- Data rows
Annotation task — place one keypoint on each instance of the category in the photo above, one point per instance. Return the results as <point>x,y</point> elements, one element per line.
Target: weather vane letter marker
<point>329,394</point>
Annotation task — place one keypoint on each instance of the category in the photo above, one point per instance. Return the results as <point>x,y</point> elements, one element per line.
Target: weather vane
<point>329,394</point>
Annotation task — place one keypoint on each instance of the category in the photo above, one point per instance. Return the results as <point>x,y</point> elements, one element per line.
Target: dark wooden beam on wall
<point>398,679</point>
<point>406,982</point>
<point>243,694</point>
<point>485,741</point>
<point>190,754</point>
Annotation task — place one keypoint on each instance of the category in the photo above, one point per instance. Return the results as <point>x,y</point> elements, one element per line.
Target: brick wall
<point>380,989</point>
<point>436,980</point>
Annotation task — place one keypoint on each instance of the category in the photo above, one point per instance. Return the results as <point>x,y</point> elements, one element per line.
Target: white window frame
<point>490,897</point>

- What the task asks
Please put the rows above into a CSV with two columns, text and answer, giving each row one line. Enclose every field in double quotes and replace line breaks inside a field with spaces.

- Answer to the problem
text,answer
"Annotation task — place one keypoint on each instance of the category in the photo above, one point per instance. Return the results as <point>x,y</point> elements, one element per line. Target: weather vane letter marker","<point>329,394</point>"
"Annotation task — place one keypoint on each instance of the category in the photo above, one point per instance. Return the results as <point>x,y</point> elements, one element per line. Target: weather vane","<point>329,394</point>"
"Annotation task — place one keypoint on each instance of the category in the photo above, one point per instance. Return the results as <point>x,y</point> elements, one element per line. Target: dark wooden beam on wall","<point>398,679</point> <point>406,982</point> <point>243,694</point> <point>485,741</point> <point>190,754</point>"
"Annotation task — place one keypoint on each instance of the category in the photo above, one point per instance. Return the results as <point>x,y</point> elements, one element per line. Target: brick wall","<point>380,989</point> <point>436,980</point>"
"Annotation task — place one keypoint on each instance of the category in the photo above, one point per instance. Return the results as <point>x,y</point> elements, one element per line. Target: white window frame","<point>490,897</point>"